**EXERCISE**
Print every one of the following records word for word, keeping each line as it appears.

(Recorded data)

····················

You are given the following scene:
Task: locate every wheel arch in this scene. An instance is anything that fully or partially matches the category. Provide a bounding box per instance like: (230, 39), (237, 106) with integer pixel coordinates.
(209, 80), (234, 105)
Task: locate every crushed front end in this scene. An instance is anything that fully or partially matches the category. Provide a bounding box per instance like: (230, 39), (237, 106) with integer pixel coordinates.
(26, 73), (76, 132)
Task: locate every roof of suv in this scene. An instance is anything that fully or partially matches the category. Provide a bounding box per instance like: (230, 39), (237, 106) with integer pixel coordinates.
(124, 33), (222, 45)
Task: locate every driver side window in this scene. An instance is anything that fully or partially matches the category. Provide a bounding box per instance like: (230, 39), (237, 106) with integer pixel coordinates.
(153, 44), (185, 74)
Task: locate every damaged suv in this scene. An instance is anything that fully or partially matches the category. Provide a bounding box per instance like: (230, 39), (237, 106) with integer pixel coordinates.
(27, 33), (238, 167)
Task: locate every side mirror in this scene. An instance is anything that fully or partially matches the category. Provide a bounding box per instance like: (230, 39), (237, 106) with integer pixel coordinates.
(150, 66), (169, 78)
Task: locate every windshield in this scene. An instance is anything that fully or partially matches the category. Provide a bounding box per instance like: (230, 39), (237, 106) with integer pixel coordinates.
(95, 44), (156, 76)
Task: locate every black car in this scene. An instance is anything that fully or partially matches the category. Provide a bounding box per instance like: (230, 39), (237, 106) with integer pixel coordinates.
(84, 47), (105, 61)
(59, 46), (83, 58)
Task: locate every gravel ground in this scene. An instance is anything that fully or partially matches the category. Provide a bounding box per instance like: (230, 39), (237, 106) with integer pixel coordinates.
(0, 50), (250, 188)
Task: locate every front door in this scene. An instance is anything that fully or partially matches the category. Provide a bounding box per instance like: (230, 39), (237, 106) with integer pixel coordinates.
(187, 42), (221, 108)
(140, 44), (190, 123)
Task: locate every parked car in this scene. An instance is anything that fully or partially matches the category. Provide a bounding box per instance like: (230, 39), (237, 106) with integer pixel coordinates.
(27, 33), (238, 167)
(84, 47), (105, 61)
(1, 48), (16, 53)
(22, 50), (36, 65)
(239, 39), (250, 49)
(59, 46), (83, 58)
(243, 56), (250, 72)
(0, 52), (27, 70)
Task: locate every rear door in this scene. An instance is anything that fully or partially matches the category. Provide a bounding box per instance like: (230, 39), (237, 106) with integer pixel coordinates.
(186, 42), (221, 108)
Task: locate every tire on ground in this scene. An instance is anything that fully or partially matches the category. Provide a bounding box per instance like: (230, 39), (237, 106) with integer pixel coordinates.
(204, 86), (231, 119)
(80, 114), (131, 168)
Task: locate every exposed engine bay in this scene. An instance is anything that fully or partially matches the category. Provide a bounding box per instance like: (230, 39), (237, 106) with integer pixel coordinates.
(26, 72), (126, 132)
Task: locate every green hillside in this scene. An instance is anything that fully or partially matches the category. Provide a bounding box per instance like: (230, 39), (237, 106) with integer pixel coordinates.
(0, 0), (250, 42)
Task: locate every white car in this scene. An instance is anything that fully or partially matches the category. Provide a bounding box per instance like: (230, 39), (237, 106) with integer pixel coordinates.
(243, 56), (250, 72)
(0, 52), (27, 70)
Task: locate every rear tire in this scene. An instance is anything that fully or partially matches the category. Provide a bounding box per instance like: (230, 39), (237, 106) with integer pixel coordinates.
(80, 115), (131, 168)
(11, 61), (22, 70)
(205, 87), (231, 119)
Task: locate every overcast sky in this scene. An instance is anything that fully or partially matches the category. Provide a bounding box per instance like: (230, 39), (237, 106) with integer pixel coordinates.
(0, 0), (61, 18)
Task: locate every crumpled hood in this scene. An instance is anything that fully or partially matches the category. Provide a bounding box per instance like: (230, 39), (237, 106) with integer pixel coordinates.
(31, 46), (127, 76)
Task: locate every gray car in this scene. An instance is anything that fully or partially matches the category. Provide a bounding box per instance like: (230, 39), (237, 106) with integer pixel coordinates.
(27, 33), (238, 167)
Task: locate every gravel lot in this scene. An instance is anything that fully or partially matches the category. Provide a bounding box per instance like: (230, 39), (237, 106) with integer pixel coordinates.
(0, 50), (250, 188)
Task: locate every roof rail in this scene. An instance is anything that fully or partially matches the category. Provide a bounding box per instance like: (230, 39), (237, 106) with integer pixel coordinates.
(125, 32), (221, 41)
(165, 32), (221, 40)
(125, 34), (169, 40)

····················

**SOLUTION TO THE PROBLEM**
You are given the following scene:
Task: locate every wheel arch in this scene. An instance is anything that fully or partially matches the category. Provide a bounding box per instance like: (230, 39), (237, 106) with integer pixel coordinates.
(209, 80), (234, 105)
Task: locate every crushed front end in this scene. An instance is anything that fully or partially matches the category. Provide a bounding box per instance like: (230, 39), (237, 106) with integer pixel coordinates.
(26, 73), (76, 132)
Task: locate every roof of suv in this scene. An instance is anything that fully or partially matches the category. Provide a bounding box per instance like: (230, 39), (237, 106) with integer pixel coordinates.
(124, 33), (222, 45)
Task: locate every driver side window in this scene. An instance is anything that fully or partially matches the category. Provide a bounding box per instance like: (230, 39), (237, 106) with integer pixel coordinates.
(153, 44), (185, 74)
Task: locate every damaged suv in this scene. An instance is anything that fully or partially matches the category. Provide a bounding box per instance like: (230, 39), (237, 106) with integer pixel coordinates.
(27, 33), (238, 167)
Task: locate every side mirror in this scene. An instance is anything that fully or partially matches the category. Provide a bounding box per instance like: (230, 39), (237, 106) with integer pixel coordinates.
(150, 66), (169, 78)
Task: locate every windshield in this scene. An instance is anything that fully or partially matches the category. Provide a bounding box per instance like: (230, 39), (237, 106) with integer pixel coordinates.
(95, 44), (156, 76)
Task: locate every black car in this scene. An instance is anything that fully or partially matches the category. Provide a bounding box per instance like: (230, 39), (237, 106) with integer pixel coordinates.
(84, 47), (105, 61)
(59, 46), (83, 58)
Task: locate every gravel ground in this scene. An instance is anything that fully or partially matches the category. Provide a bounding box per instance like: (230, 39), (237, 106) with integer pixel coordinates.
(0, 50), (250, 188)
Task: locate every front door in this scene. An instance is anything that fully or partially matches the category. Provide a bounding box per instance like: (230, 39), (237, 106) with integer pixel coordinates.
(187, 42), (221, 108)
(140, 44), (190, 123)
Task: locate every parked car in this scene. An instance is anything that fully or partially matches the category. Provide a bounding box per instance like: (230, 39), (237, 106) with integer pixel coordinates.
(27, 33), (238, 167)
(84, 47), (105, 61)
(1, 48), (16, 53)
(22, 50), (36, 65)
(239, 39), (250, 49)
(59, 46), (83, 58)
(243, 56), (250, 72)
(0, 52), (27, 70)
Task: locate every rear door in this scene. An instance is anything that fully or partially matches the category. Provide a bounding box per instance like: (230, 39), (237, 106) with integer pixel coordinates.
(186, 42), (221, 108)
Task: locate every tire on ground in this scene. An instance is anything that fully or partially matches the category. Provide a bounding box per instance like: (230, 39), (237, 106) with integer pixel coordinates.
(204, 86), (231, 119)
(80, 114), (131, 168)
Task: locate every exposed engine bay in this scene. An instance is anything that fully or partially matches the category. Provide a bounding box per instance like: (230, 39), (237, 106) with integer pixel coordinates.
(26, 72), (126, 132)
Task: locate every green hillside in this scene. An instance is anything that fully or partially matches the category. Provide a bounding box per instance like: (230, 39), (237, 106) with integer pixel coordinates.
(0, 0), (250, 42)
Task: locate every white car in this scene. An instance is anything that fully or partially matches the category. Provide a bounding box per instance like: (230, 39), (237, 106) with integer pixel coordinates.
(243, 56), (250, 72)
(0, 52), (27, 70)
Task: locate every rear tire in this scene. An instance is anything that fully or partially matches the category. Provide a bounding box per instance like: (230, 39), (237, 106) with integer pixel coordinates.
(80, 115), (131, 168)
(11, 61), (22, 70)
(205, 87), (231, 119)
Task: locate every overcast sky in this scene. An instance is anything that fully or partially matches the category. Provide a bounding box per instance like: (230, 39), (237, 106) with integer pixel coordinates.
(0, 0), (61, 18)
Task: locate every crumpled hood in this scene. An instance is anything that fully or partially matches the category. Provide a bounding box per instance like: (230, 39), (237, 106) with integer pixel coordinates.
(31, 46), (127, 76)
Task: locate every gray car in this scene. An instance is anything that fully or partially matches the category. Provide a bounding box per instance like: (230, 39), (237, 106) with integer pixel coordinates.
(27, 33), (238, 167)
Task: locate every gravel lot in this scene. An instance is anything that fully or partially matches the category. Provide a bounding box per instance like: (230, 39), (237, 106) with integer pixel coordinates.
(0, 50), (250, 188)
Task: locate every roof rail in this scene. An instance is anything that fully or partially matches the category. Provide a bounding box per instance like: (230, 39), (237, 106) with integer pixel coordinates.
(125, 32), (221, 41)
(165, 32), (221, 40)
(125, 34), (169, 40)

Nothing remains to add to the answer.